- PROVIDED RECORDS -
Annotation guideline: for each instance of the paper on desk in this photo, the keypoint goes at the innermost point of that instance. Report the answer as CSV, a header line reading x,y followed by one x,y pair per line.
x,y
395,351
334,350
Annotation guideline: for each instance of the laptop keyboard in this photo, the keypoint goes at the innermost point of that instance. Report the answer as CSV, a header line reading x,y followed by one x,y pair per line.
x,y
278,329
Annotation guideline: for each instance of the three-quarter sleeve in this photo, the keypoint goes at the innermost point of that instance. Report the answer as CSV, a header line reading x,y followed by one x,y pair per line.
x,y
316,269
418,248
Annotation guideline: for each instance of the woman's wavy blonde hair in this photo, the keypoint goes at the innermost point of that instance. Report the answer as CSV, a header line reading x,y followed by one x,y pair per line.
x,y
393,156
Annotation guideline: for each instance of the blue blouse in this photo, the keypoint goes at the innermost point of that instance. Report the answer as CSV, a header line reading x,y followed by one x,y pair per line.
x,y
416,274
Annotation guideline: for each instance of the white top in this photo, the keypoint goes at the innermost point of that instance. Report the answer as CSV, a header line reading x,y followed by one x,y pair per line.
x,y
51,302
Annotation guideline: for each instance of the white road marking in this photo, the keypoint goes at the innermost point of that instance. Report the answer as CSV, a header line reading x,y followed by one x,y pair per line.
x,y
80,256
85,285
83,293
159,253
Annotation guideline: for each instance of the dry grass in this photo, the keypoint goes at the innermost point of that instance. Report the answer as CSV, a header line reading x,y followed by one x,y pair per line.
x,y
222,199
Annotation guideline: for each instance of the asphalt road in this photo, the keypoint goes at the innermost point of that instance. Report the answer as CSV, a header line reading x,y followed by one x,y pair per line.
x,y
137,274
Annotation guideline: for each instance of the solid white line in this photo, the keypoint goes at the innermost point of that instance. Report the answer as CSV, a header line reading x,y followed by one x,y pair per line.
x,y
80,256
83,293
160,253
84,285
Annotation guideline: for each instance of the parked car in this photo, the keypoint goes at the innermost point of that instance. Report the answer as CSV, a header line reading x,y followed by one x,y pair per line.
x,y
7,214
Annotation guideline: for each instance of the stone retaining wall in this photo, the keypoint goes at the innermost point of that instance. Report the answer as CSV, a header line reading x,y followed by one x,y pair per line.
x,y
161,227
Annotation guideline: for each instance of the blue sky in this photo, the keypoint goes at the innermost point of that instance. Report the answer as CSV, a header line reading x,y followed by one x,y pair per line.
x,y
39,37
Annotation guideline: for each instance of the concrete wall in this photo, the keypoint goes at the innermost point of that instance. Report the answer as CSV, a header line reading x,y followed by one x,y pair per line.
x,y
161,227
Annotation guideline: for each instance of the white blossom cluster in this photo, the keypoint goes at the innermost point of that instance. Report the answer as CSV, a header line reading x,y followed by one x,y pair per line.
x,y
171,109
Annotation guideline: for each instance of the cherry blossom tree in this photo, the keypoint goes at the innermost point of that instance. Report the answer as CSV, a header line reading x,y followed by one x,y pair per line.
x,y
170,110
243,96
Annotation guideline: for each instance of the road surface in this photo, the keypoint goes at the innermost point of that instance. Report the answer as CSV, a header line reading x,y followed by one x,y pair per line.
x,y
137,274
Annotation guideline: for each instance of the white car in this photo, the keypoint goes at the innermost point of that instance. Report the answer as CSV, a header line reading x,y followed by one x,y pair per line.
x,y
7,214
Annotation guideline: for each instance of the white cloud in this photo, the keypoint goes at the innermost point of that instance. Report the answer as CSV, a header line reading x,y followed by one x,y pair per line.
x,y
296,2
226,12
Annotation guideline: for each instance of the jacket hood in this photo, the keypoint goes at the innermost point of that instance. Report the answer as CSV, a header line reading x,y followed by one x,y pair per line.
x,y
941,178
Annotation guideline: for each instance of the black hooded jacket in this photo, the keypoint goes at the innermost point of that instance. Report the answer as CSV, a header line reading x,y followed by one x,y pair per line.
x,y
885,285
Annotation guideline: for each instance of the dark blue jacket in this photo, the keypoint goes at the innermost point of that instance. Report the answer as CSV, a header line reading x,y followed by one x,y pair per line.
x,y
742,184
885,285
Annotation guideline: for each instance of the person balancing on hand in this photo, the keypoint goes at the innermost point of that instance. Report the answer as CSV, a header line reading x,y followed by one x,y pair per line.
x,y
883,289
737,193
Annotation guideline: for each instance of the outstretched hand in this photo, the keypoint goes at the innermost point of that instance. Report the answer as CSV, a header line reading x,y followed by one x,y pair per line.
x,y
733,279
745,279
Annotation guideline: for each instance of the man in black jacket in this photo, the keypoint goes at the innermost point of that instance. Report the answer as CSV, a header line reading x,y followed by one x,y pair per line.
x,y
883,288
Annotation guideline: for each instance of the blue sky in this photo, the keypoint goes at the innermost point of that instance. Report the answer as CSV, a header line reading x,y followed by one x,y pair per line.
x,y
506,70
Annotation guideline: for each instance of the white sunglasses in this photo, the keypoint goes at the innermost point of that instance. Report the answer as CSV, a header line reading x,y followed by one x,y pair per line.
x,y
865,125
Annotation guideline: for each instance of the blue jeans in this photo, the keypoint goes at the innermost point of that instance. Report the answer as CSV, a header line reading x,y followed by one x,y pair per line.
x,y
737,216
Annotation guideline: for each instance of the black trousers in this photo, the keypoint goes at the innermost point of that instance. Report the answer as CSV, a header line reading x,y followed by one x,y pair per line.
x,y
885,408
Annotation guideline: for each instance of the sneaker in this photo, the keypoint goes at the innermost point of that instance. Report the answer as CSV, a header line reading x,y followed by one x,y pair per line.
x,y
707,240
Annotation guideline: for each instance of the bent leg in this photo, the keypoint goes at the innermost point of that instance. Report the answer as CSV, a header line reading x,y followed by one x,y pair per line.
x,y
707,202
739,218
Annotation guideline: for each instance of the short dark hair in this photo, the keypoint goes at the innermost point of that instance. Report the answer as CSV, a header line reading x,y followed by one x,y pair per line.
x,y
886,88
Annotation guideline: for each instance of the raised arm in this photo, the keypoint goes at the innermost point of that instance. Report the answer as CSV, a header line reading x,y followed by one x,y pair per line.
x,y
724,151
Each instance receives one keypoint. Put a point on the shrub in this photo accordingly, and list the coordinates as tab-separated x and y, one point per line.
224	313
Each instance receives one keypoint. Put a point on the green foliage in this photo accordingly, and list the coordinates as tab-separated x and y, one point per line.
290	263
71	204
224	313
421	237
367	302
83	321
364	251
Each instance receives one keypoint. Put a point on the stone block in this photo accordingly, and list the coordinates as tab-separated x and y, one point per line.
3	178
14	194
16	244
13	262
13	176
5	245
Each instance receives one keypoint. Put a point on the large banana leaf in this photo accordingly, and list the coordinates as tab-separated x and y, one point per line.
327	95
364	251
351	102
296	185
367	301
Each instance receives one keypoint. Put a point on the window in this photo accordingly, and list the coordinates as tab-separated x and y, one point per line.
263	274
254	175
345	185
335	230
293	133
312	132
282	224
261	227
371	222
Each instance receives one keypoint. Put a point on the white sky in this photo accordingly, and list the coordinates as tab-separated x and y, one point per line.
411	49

- GOAL OF THE EXERCISE -
Set down the entire listing once more, keeping every line exactly as it reads.

- OUTPUT FOR THIS EXERCISE -
Annotation guideline: for each instance of the paper on desk in this photo, the keypoint goes at the innermost point of that instance. Report the answer as CSV, a header line reading x,y followed by one x,y pair per line.
x,y
395,351
334,350
Annotation guideline: for each instance of the laptop keyboard in this photo, the keypoint goes at the innermost point of that instance. Report the answer as CSV, a header line reading x,y followed by one x,y pair per line.
x,y
278,329
Annotation guideline: for each instance of the three-quarter sleeve in this photo, the keypoint goes at the innermost point of that instance. Report the answer as CSV, a header line reading x,y followed by one x,y pair per line.
x,y
316,269
418,248
Annotation guideline: for each instance of the woman's wavy blonde hair in this photo, the keypoint goes at the innermost point of that instance. Report the answer as CSV, a header line reading x,y followed by one x,y pair per line.
x,y
393,156
Annotation guideline: for each instance of the blue blouse in this photo, the keypoint goes at the innermost point of that instance. Report the answer as CSV, a header line reading x,y followed by one x,y pair per line.
x,y
416,274
Annotation guideline: for each instance of the white top in this photo, the keypoint goes at the innermost point of that instance. Report the answer as CSV, a header line reading x,y followed by one x,y pair per line.
x,y
51,302
Annotation guideline: for each instance of the white road marking in this photo, the keypoint goes at the innermost point of that instance. Report the answer as CSV, a header line reading x,y followed by one x,y pair per line.
x,y
80,256
85,285
83,293
159,253
Annotation guideline: for each instance of the dry grass in this photo, the keypoint goes at the innermost point of that instance. Report the answer as CSV, a header line reading x,y followed by one x,y pair per line.
x,y
222,199
Annotation guideline: for each instance of the asphalt road in this photo, the keypoint goes at the innermost point of that instance. Report the answer as CSV, a header line reading x,y followed by one x,y pair per line.
x,y
137,274
Annotation guideline: for each instance of the solid white line in this photo, the keypoint goes at the innermost point of that instance. Report the answer as CSV, a header line reading x,y followed by one x,y pair per line.
x,y
80,256
83,293
160,253
84,285
Annotation guideline: for each instance of the parked car in this photo, the keypoint goes at the innermost point of that instance. Report the answer as CSV, a header line reading x,y followed by one x,y pair per line.
x,y
7,214
Annotation guideline: for each instance of the stone retaining wall in this photo, the keypoint goes at the innermost point of that instance. Report the answer as CSV, a header line reading x,y followed by one x,y pair per line.
x,y
161,227
Annotation guideline: for each instance of the blue sky in this photo, the keypoint goes at the innermost point of that instance. Report the answer as CSV, a header line reading x,y followed by one x,y pair per line.
x,y
39,37
Annotation guideline: for each instance of the concrete wall in this photo, the keypoint goes at the innermost point of that instance. Report the answer as CSV, a header line reading x,y followed by one x,y pair per line.
x,y
161,227
Annotation guideline: for each instance of the white blossom cluster in this photo, the keypoint goes at the innermost point of that instance. Report the answer as CSV, a header line reading x,y followed by one x,y pair per line.
x,y
171,109
Annotation guideline: for each instance of the cherry blossom tree in this photo, the keypoint goes at the innermost point of that instance. Report the answer as CSV, a header line reading x,y followed by one x,y pair per line.
x,y
170,110
243,96
Annotation guideline: for each instance of the road surface in this photo, the keypoint goes at the innermost point of that instance. Report the answer as CSV, a header line reading x,y followed by one x,y pair per line.
x,y
137,274
Annotation guideline: for each instance of the white car in this photo, the keypoint goes at the innermost point of that instance. Report the answer as CSV, a header line reading x,y followed by one x,y pair per line.
x,y
7,214
Annotation guideline: for each instance of the white cloud in this photo, the keypoint goes at the innermost point of that instance. Report the answer as CSV, a header line reading x,y followed by one x,y pair per line.
x,y
296,2
226,12
Annotation guideline: for each instance of the jacket hood in this photo, the keypoint goes at the innermost point of that instance. Report the answer as CSV, a header line reading x,y followed by one x,y pair per line.
x,y
941,178
Annotation guideline: for each instance of the black hooded jacket in this photo, the keypoint goes at the innermost point of that instance. Report the answer as CSV, a header line reading x,y followed by one x,y pair per line.
x,y
885,285
Annotation guideline: for each instance of the dark blue jacket in this photo, the keypoint goes at the innermost point of that instance. Report the answer as CSV, a header line reading x,y followed by one x,y pair per line.
x,y
742,184
885,285
Annotation guideline: for each instance of the person balancing on hand in this photo, the keypoint goes at the innermost point of that instance. Report the answer as CSV, a header line reading x,y followed by one x,y pair per line.
x,y
883,289
737,193
Annotation guideline: for each instance of the outstretched hand in this photo, the keypoint goes at the innermost point of that instance. Report the answer as CSV, a header line reading x,y followed by one x,y pair per line.
x,y
733,279
745,279
Annotation guideline: for each instance of the man in black jacket in this photo, the keypoint goes at the innermost point of that instance. Report the answer as CSV, a header line reading x,y followed by one x,y pair per line.
x,y
883,288
Annotation guideline: for each instance of the blue sky in this photo, the keypoint goes at the innermost point of that instance. Report the answer as CSV, a header line reading x,y followed by one x,y pair per line.
x,y
506,70
Annotation guideline: for each instance of the white sunglasses in this photo, the keypoint goes at the innermost point of that instance. Report the answer as CSV, a header line reading x,y followed by one x,y pair per line.
x,y
865,125
Annotation guideline: for each instance of the blue jeans in this photo, the keypoint goes at the innermost point of that instance. Report the answer as CSV, a header line reading x,y followed by one x,y pair per line.
x,y
737,216
Annotation guideline: for each instance of the black trousers in this photo, the keypoint goes at the innermost point of that instance. Report the answer as CSV, a header line reading x,y followed by one x,y pair per line.
x,y
885,408
Annotation guideline: for each instance of the sneaker in this photo, the keypoint goes at the innermost point of that instance. Report the answer as CSV, a header line reading x,y followed by one x,y pair per line.
x,y
707,240
Annotation guideline: for each instance of the bent leg in this photo, the keypoint goes at the innermost point of that instance. Report the answer as CSV, a header line reading x,y followed by one x,y pair per line.
x,y
707,202
739,218
Annotation guideline: for each instance of the short dark hair in this photo, the keypoint goes at the innermost point of that instance. Report the answer as CSV, a header line reading x,y followed by one x,y pair per line.
x,y
886,88
Annotation guideline: for each instance of the raised arm in this photo, the keypoint goes at the innermost point of that instance. Report the answer as CSV, a header line reading x,y followed by one x,y pair per line.
x,y
724,151
Each instance receives one keypoint. Put a point on the shrub in this photo accordingly, and list the coordinates as tab-separated x and y, one point per line.
224	313
Each instance receives one keypoint. Put a point on the green foliage in this photo accordingly, and list the coordinates as tab-separated x and y, one point per line.
290	263
71	204
224	313
421	237
367	302
83	321
364	251
Each instance receives one keypoint. Put a point on the stone block in this photo accordingly, and list the coordinates as tab-separated x and y, one point per line.
3	178
14	194
16	244
13	262
13	176
5	245
Each instance receives one keypoint. Put a point on the large banana leaf in this photo accordingly, and list the coordinates as tab-separated x and y, one point per line.
327	95
364	251
351	102
296	185
367	301
Each instance receives one keypoint. Put a point on the window in this photo accordingly, and list the coordinates as tab-separated x and y, one point per line.
263	274
254	175
345	185
335	230
293	133
312	132
282	224
261	227
371	222
Each instance receives one keypoint. Put a point on the white sky in this photo accordingly, and list the coordinates as tab-separated x and y, one point per line.
411	49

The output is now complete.